Selected text:
· · · ·
# Extendable Cabinet



## BespOak (30 Apr 2009)

I thinking of making an adjustable cabinet that can extend along its width. This would allow it to be more flexible in its location within a home.

Can you see any benefit having a piece of furniture like this? Or am I just over complicating the design?

I haven’t decided on the sizing or construction methods any input on this would be appreciated. 

When in closed position






When in Extended position


----------



## wizer (30 Apr 2009)

hmm yeh I quite like the idea. But isn't the whole idea of bespoke furniture to have it fit a specific space?


----------



## SketchUp Guru (30 Apr 2009)

It is an interesting idea. If you build something like it, though, I would work out the design so as to elimintate the little jog on the right side when the thing is at its narrowest.


----------



## Chems (30 Apr 2009)

Its a nice idea, but what does it gain you, if you place it somewhere were it can't remain expanded you don't gain any extra storage space.


----------



## bodgermatic (1 May 2009)

Great idea for people who move house lots and never know what size alcove is coming next... Quick, patent it and get on to IKEA


----------



## MickCheese (2 May 2009)

I quite like the design but it does not need to be extendable.

The modular look is nice but it needs to be balanced by being the same both sides. At present the left looks good and the right a bit thin and weedy.

Build it but don't make it extendable.

Mick


----------



## pren (2 May 2009)

Thats a fantastic idea!! 

The style's not to my taste but I love the concept!

Nice!


----------



## TheTiddles (17 May 2009)

Chems":1kvn9cnv said:


> Its a nice idea, but what does it gain you, if you place it somewhere were it can't remain expanded you don't gain any extra storage space.



You can't patent it, YOU'VE JUST DISCLOSED IT!!! DOH!

Great idea though, almost worth nicking...

Aidan


----------



## big soft moose (17 May 2009)

TheTiddles":v916s9ad said:


> Chems":v916s9ad said:
> 
> 
> > Its a nice idea, but what does it gain you, if you place it somewhere were it can't remain expanded you don't gain any extra storage space.
> ...



might work well on a narrow boat - someone show blister , he needs cheering up right now .


----------



## Mattty (17 May 2009)

I really like this concept. It has got enormous potential i think. Good luck


----------



## TheTiddles (17 May 2009)

Significant other looked at it and said "you can get bookcases just like that"

Aidan


----------



## OPJ (18 May 2009)

I really like the idea as it could work both ways and you could still make good use of the drawers, even if you moved it in to a smaller room or house.

Have you sorted any of the construction details yet? :wink:


----------



## BespOak (19 May 2009)

I came up with the idea as I'm currently in the middle of moving house and I wanted a cabinet that was more flexible.

I don't think I'm going to get chance to make this as the new property requires some renovation which is going to take up my time.


----------
· · · ·
Data listing:
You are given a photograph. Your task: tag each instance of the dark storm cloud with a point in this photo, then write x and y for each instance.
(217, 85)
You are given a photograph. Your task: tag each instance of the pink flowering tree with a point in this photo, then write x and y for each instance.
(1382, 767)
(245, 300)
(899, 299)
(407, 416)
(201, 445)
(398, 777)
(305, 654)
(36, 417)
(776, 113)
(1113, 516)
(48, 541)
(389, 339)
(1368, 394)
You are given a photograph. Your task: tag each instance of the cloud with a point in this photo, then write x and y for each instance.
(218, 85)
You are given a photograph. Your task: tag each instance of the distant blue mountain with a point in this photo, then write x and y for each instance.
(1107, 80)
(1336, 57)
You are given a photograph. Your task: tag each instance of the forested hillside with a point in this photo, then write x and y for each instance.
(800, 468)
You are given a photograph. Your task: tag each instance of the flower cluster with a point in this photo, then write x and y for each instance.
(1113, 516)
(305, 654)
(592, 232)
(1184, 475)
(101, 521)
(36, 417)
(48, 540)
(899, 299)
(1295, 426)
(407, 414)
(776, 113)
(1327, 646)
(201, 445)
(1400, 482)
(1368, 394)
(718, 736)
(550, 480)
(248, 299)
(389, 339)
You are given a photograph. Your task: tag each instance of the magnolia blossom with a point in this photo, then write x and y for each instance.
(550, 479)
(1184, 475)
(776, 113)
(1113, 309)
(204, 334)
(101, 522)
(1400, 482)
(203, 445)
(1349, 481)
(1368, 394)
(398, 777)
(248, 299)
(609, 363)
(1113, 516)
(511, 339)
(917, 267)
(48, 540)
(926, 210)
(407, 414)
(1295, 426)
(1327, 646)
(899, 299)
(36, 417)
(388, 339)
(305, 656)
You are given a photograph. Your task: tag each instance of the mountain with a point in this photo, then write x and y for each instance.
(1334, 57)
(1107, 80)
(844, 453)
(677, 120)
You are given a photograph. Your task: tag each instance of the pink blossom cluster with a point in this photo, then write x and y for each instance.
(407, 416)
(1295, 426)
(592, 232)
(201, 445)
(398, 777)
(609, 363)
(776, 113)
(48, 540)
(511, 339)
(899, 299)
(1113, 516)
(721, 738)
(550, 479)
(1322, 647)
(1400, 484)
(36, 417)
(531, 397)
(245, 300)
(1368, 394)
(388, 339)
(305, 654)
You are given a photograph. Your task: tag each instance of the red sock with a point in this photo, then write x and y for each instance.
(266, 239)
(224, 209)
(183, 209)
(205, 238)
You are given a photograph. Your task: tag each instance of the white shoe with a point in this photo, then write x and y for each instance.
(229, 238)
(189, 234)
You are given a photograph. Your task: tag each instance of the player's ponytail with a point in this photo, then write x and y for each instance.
· · · ·
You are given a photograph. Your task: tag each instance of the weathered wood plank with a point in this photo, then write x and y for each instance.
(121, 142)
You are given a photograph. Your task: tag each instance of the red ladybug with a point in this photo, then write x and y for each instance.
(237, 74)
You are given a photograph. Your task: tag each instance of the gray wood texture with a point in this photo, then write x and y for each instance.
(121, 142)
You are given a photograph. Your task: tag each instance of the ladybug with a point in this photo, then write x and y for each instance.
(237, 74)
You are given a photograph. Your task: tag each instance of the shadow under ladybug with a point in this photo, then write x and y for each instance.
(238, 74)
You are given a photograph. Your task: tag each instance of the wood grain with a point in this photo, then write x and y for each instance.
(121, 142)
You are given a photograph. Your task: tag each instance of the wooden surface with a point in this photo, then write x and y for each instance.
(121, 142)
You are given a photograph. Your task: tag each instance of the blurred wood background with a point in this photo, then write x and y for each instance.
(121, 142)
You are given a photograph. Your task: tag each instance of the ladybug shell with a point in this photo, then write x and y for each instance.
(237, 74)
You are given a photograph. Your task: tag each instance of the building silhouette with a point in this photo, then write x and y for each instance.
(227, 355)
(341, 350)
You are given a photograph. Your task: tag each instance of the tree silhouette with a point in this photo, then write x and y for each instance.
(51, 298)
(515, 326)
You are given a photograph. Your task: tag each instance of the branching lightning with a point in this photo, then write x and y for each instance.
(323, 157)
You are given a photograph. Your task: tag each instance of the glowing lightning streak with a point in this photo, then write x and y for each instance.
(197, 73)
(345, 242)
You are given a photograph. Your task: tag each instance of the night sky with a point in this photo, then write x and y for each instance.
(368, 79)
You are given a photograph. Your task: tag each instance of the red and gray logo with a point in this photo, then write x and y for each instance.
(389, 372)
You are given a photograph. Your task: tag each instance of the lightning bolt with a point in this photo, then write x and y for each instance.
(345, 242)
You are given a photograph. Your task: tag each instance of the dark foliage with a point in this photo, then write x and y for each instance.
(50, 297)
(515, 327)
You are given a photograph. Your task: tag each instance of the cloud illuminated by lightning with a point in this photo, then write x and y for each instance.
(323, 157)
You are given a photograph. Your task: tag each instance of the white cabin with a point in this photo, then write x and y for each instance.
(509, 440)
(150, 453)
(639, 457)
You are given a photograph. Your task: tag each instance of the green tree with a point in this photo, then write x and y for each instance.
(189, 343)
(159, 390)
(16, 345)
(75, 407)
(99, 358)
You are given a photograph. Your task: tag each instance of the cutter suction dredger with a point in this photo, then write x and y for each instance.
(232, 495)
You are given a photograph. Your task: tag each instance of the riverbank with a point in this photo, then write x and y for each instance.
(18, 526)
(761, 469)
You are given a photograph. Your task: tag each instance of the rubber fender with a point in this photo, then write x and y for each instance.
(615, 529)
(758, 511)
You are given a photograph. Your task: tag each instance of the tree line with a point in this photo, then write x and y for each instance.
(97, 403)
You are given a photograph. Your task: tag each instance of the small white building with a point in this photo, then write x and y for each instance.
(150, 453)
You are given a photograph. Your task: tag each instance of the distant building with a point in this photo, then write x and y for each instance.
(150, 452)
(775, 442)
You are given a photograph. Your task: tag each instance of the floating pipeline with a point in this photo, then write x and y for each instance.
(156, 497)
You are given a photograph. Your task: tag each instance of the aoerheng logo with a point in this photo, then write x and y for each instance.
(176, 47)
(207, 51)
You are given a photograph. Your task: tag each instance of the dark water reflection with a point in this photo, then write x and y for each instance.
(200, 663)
· · · ·
The exercise:
Please state what MickCheese advises doing with the design in the extendable cabinet thread.

The response:
Build it, but don't make it extendable.